#### Fuente
====
De la realidad, ni siquiera un eco

Irene Llabrés y Susana Torreguitard

«El nombre de la rosa» es un libro que, juzgado por el número de ejemplares vendidos (cinco millones en veinticinco idiomas), podría equipararse a una obra clásica de la literatura contemporánea. Desde luego, un fin ha cumplido: hacer rico y famoso a su autor, Umberto Eco. Pero podríamos intentar analizar qué significa realmente este libro, por qué ha tenido un éxito tan arrollador, cuál es el
«misterio» que lo hace atractivo
.

OCKAM Y EL NOMINALISMO
Eco se considera discípulo del pensamiento filosófico de Ockam, marcado por el pesimismo. El contexto de su desarrollo -el si­glo XIV- es una época en la cual los cuatro jinetes del Apocalipsis (el Hambre, la Guerra, la Peste y la Muerte) cabalgan con violencia arrasando toda Europa. El hombre pierde su capacidad de relacionar­se con la Trascendencia. Dios ac­túa de una forma independiente respecto a su criatura. Razón y fe se separan, incluso la propia razón se reduce, queda enclaustrada en el ámbito de lo puramente demos­trable.
En un conocimiento exclusi­vamente experimental, sólo se pueden observar accidentes: la «substancia» jamás puede ser co­nocida, porque no puede ser de­mostrada; por tanto, conceptos como los de Belleza, Verdad, Jus­ticia, el hombre no puede comprenderlos, sólo percibe caracte­rísticas superficiales. De ahí que estos conceptos se conviertan para él en simples nombres (Nomi­nalismo).
Esto se traduce dentro de la vida política, social y eclesial en el predominio de la «practicidad»; el hombre en política no puede mo­verse por reglas morales, no tiene capacidad para percibir el bien o el mal y, por lo tanto, el único cri­terio fiable es aquél que sus «po­bres ojos» pueden ver: lo bueno será lo que es aceptado por la ma­yoría.
Semejantes postulados son llevados a sus últimas consecuen­cias en la obra de Eco. Pensar que el hombre no puede acceder al co­nocimiento de verdades absolutas, de una Trascendencia que domina el universo sólo está a un paso de considerar que estas verdades, este Ser trascendente son inexistentes.
Este es el paso que da Eco: «El verdadero sujeto del libro es la batalla sobre si existe un centro o no, o si el hombre ha perdido ese centro. Mi respuesta es que el hombre vive en un laberinto sin centro».
Pero Eco es un torpe discípu­lo de Ockam, porque su afirma­ción parte de un «fabricación mental», no de una experiencia de lo real. Su cinismo es el que le per­mite el juego con la realidad, des­pojándola de toda su dramaticidad. Su libro describe un universo en el que nada es real, nada es estable, la noche puede ser día, lo verda­dero falso, todo es susceptible de cambio.
Nada puede ser conocido; por lo tanto, el hombre se ve conde­nado a sobrevivir inmerso dentro de un mundo para él incompren­sible e incognoscible, sin la espe­ranza de que exista un criterio ob­jetivo. Y frente a este cuadro dra­mático, Eco se limita a exclamar: «Reír es la máxima realización del hombre».
====
Entradas extraídas de una colección
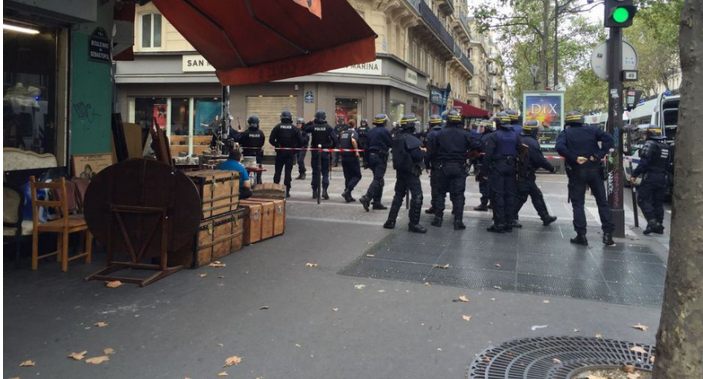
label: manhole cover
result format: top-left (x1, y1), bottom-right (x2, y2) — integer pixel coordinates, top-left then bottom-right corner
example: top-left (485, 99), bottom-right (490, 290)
top-left (467, 337), bottom-right (654, 379)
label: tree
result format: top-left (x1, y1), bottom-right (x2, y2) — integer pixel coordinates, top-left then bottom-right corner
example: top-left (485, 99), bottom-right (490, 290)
top-left (653, 0), bottom-right (703, 379)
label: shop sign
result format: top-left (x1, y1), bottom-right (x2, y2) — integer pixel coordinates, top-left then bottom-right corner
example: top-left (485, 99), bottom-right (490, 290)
top-left (182, 55), bottom-right (215, 72)
top-left (88, 28), bottom-right (111, 63)
top-left (405, 68), bottom-right (417, 85)
top-left (329, 59), bottom-right (383, 75)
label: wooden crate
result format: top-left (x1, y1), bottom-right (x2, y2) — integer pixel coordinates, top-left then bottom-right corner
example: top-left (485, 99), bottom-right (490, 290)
top-left (241, 200), bottom-right (263, 245)
top-left (185, 170), bottom-right (239, 219)
top-left (168, 208), bottom-right (244, 268)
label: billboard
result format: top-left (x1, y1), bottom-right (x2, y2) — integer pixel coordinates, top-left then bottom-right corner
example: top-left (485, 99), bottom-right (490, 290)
top-left (522, 91), bottom-right (564, 148)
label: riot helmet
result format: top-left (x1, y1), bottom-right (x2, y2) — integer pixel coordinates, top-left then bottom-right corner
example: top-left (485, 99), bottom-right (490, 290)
top-left (564, 111), bottom-right (583, 126)
top-left (315, 109), bottom-right (327, 124)
top-left (373, 113), bottom-right (388, 127)
top-left (247, 114), bottom-right (259, 129)
top-left (281, 109), bottom-right (293, 124)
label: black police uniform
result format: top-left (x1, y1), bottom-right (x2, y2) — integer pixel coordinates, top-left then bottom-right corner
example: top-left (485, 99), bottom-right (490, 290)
top-left (556, 124), bottom-right (615, 236)
top-left (305, 122), bottom-right (337, 193)
top-left (386, 128), bottom-right (425, 228)
top-left (364, 125), bottom-right (393, 207)
top-left (632, 139), bottom-right (671, 234)
top-left (482, 126), bottom-right (520, 231)
top-left (339, 129), bottom-right (361, 198)
top-left (514, 132), bottom-right (554, 225)
top-left (269, 123), bottom-right (303, 192)
top-left (238, 126), bottom-right (266, 184)
top-left (430, 123), bottom-right (483, 226)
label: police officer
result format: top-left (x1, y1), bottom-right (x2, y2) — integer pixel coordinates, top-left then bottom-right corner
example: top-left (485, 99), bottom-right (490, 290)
top-left (428, 110), bottom-right (483, 230)
top-left (383, 115), bottom-right (427, 233)
top-left (359, 113), bottom-right (393, 212)
top-left (339, 124), bottom-right (361, 203)
top-left (305, 110), bottom-right (337, 200)
top-left (481, 112), bottom-right (520, 233)
top-left (295, 118), bottom-right (310, 180)
top-left (630, 124), bottom-right (671, 235)
top-left (269, 109), bottom-right (303, 197)
top-left (239, 115), bottom-right (266, 184)
top-left (514, 120), bottom-right (557, 226)
top-left (425, 114), bottom-right (444, 215)
top-left (334, 116), bottom-right (349, 167)
top-left (474, 120), bottom-right (495, 212)
top-left (505, 109), bottom-right (522, 134)
top-left (356, 118), bottom-right (371, 149)
top-left (556, 111), bottom-right (615, 246)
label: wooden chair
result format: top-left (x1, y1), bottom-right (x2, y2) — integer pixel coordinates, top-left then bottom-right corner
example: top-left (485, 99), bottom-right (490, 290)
top-left (29, 176), bottom-right (93, 272)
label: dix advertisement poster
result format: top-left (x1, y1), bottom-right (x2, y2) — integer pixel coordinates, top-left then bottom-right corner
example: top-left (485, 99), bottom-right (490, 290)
top-left (522, 92), bottom-right (564, 148)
====
#### Acciones requeridas
**A.** Reproduce el fragmento del texto sobre «El nombre de la rosa» que va desde "Este es el paso" hasta "susceptible de cambio.", ambos incluidos, y sustituye "laberinto" por "dédalo".
**B.** Convierte en una lista breve el párrafo del texto sobre «El nombre de la rosa» que empieza por "Eco se considera discípulo" y conserva sus datos principales.
Las entradas no hacen falta para resolver nada.

#### Respuestas desarrolladas
**A.**
Este es el paso que da Eco: «El verdadero sujeto del libro es la batalla sobre si existe un centro o no, o si el hombre ha perdido ese centro. Mi respuesta es que el hombre vive en un dédalo sin centro».
Pero Eco es un torpe discípu­lo de Ockam, porque su afirma­ción parte de un «fabricación mental», no de una experiencia de lo real. Su cinismo es el que le per­mite el juego con la realidad, des­pojándola de toda su dramaticidad. Su libro describe un universo en el que nada es real, nada es estable, la noche puede ser día, lo verda­dero falso, todo es susceptible de cambio.

**B.**
- Eco se considera discípulo de Ockam, cuyo pensamiento filosófico está marcado por el pesimismo.
- Ese pensamiento se desarrolla en el siglo XIV, cuando el Hambre, la Guerra, la Peste y la Muerte arrasan toda Europa.
- El hombre pierde su capacidad de relacionarse con la Trascendencia, y Dios actúa de forma independiente respecto a su criatura.
- Razón y fe se separan, y la razón queda reducida al ámbito de lo puramente demostrable.